### Materials provided
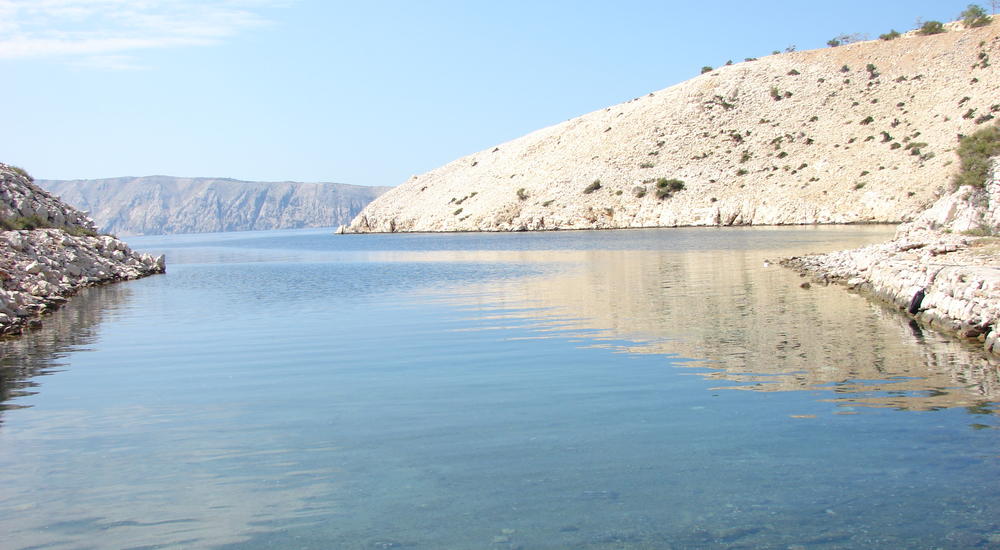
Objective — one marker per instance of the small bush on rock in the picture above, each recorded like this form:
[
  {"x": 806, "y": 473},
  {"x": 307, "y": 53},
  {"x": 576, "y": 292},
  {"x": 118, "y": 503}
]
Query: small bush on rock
[
  {"x": 974, "y": 16},
  {"x": 931, "y": 27},
  {"x": 975, "y": 152}
]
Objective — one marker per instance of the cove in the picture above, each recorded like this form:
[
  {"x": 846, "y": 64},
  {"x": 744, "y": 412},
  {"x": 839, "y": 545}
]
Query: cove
[{"x": 601, "y": 390}]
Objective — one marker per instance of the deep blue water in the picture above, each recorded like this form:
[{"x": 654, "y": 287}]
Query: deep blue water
[{"x": 587, "y": 390}]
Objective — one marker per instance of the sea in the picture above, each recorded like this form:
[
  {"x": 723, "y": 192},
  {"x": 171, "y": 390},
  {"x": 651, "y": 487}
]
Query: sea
[{"x": 632, "y": 389}]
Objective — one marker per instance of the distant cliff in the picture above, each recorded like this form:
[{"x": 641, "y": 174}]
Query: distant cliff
[
  {"x": 164, "y": 204},
  {"x": 863, "y": 132},
  {"x": 49, "y": 251}
]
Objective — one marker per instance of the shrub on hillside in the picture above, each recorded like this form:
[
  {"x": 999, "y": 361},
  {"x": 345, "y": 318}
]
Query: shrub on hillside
[
  {"x": 667, "y": 187},
  {"x": 21, "y": 172},
  {"x": 931, "y": 27},
  {"x": 974, "y": 16},
  {"x": 975, "y": 152}
]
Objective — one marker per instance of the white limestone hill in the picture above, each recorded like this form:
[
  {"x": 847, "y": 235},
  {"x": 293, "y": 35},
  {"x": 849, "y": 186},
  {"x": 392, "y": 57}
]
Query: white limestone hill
[{"x": 859, "y": 133}]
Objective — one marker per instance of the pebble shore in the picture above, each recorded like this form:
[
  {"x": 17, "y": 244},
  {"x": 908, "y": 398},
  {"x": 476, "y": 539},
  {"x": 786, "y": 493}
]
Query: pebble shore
[
  {"x": 41, "y": 268},
  {"x": 935, "y": 270}
]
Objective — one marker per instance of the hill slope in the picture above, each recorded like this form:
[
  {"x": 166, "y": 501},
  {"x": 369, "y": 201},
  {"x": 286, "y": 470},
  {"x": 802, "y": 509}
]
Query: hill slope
[
  {"x": 163, "y": 204},
  {"x": 858, "y": 133},
  {"x": 49, "y": 250}
]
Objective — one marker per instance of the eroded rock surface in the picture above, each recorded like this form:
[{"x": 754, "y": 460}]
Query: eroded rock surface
[
  {"x": 938, "y": 269},
  {"x": 41, "y": 268}
]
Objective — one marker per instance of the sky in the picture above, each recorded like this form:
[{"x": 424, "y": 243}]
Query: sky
[{"x": 367, "y": 92}]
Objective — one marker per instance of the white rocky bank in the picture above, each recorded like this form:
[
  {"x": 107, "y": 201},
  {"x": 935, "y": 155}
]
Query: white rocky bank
[
  {"x": 41, "y": 268},
  {"x": 934, "y": 270}
]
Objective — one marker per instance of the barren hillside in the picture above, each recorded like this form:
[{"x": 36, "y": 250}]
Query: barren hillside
[
  {"x": 859, "y": 133},
  {"x": 164, "y": 204}
]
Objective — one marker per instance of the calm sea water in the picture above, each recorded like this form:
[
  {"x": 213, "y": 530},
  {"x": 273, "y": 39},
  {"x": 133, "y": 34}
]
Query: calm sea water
[{"x": 659, "y": 389}]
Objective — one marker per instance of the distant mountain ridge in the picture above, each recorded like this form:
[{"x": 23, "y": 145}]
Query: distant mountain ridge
[{"x": 164, "y": 204}]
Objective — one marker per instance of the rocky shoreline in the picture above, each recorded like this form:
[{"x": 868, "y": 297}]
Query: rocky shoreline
[
  {"x": 41, "y": 268},
  {"x": 936, "y": 270}
]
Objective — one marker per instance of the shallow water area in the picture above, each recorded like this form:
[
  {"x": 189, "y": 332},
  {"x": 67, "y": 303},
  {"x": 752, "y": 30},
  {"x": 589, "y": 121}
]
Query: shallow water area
[{"x": 613, "y": 389}]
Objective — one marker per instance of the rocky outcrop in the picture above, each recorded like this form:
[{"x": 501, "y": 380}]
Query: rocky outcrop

### Your task
Please copy the entries in full. Leave each image out.

### Written response
Objective — one marker per instance of the small bush on rock in the picture above, each recorded like this form:
[
  {"x": 806, "y": 473},
  {"x": 307, "y": 53},
  {"x": 576, "y": 292},
  {"x": 118, "y": 503}
]
Query: small bush on rock
[
  {"x": 974, "y": 16},
  {"x": 931, "y": 27},
  {"x": 975, "y": 152}
]
Objective — one marker per instance of the cove in the picture above, each recorded like this form:
[
  {"x": 846, "y": 64},
  {"x": 744, "y": 412},
  {"x": 839, "y": 545}
]
Query: cove
[{"x": 601, "y": 390}]
Objective — one marker per instance of the deep blue water in the picture above, each recorded like this form:
[{"x": 654, "y": 287}]
Query: deep blue water
[{"x": 587, "y": 390}]
Objective — one marker per instance of the sea in the picture above, each recorded like this form:
[
  {"x": 723, "y": 192},
  {"x": 171, "y": 390},
  {"x": 651, "y": 487}
]
Query: sea
[{"x": 632, "y": 389}]
Objective — one marker per instance of the distant cliff in the picture above, each recorded like this form:
[{"x": 641, "y": 174}]
Query: distant cliff
[
  {"x": 164, "y": 204},
  {"x": 863, "y": 132},
  {"x": 49, "y": 251}
]
Objective — one marker per instance of the shrub on hillside in the picture above, each recorded like this form:
[
  {"x": 999, "y": 361},
  {"x": 345, "y": 318}
]
Query: shrub on hillside
[
  {"x": 667, "y": 187},
  {"x": 21, "y": 172},
  {"x": 931, "y": 27},
  {"x": 974, "y": 16},
  {"x": 975, "y": 152}
]
Objective — one marker per instance of the white limestone hill in the picture above, each recorded like this form:
[
  {"x": 847, "y": 235},
  {"x": 293, "y": 35},
  {"x": 849, "y": 186},
  {"x": 392, "y": 57}
]
Query: white limestone hill
[{"x": 859, "y": 133}]
Objective — one marker per instance of the pebble shore in the picture above, each recorded like this form:
[
  {"x": 17, "y": 244},
  {"x": 908, "y": 398},
  {"x": 476, "y": 539},
  {"x": 786, "y": 493}
]
Query: pebble shore
[
  {"x": 41, "y": 268},
  {"x": 935, "y": 270}
]
Objective — one marker per instance of the hill slope in the picture above, each recorded like this form:
[
  {"x": 166, "y": 501},
  {"x": 369, "y": 201},
  {"x": 286, "y": 470},
  {"x": 802, "y": 509}
]
Query: hill slope
[
  {"x": 163, "y": 204},
  {"x": 858, "y": 133},
  {"x": 49, "y": 250}
]
Objective — one marker per instance of the eroded rock surface in the picture above, each recorded like this form:
[{"x": 754, "y": 460}]
Query: eroded rock surface
[
  {"x": 938, "y": 269},
  {"x": 41, "y": 268}
]
Objective — one marker per instance of the sky in the picture above, each recorded like this form:
[{"x": 424, "y": 243}]
Query: sky
[{"x": 367, "y": 92}]
Objective — one marker per instance of the white rocky bank in the picture above, each recorded like this form:
[
  {"x": 107, "y": 201},
  {"x": 935, "y": 155}
]
Query: white rocky bank
[
  {"x": 41, "y": 268},
  {"x": 934, "y": 270}
]
Objective — one marker per instance of the barren hillside in the picture above, each recorded like this form:
[{"x": 36, "y": 250}]
Query: barren hillside
[
  {"x": 859, "y": 133},
  {"x": 164, "y": 204}
]
Objective — one marker per instance of the calm sea water in the picture above, each recorded like this form:
[
  {"x": 213, "y": 530},
  {"x": 273, "y": 39},
  {"x": 133, "y": 34}
]
Query: calm sea water
[{"x": 659, "y": 389}]
Objective — one marker per instance of the distant mountain ridge in the picture above, each recorded like this form:
[{"x": 23, "y": 145}]
Query: distant mountain ridge
[{"x": 164, "y": 204}]
Objective — one marker per instance of the rocky shoreline in the picture above, each recorded like this form:
[{"x": 868, "y": 297}]
Query: rocky shoreline
[
  {"x": 41, "y": 268},
  {"x": 936, "y": 270}
]
Objective — one marker per instance of the shallow water area in the picture above, each recorded like this form:
[
  {"x": 189, "y": 332},
  {"x": 67, "y": 303},
  {"x": 752, "y": 30},
  {"x": 589, "y": 121}
]
Query: shallow water area
[{"x": 613, "y": 389}]
Objective — one marker per instance of the rocky outcrop in the picture above, each recorded like this form:
[{"x": 501, "y": 380}]
Query: rocky outcrop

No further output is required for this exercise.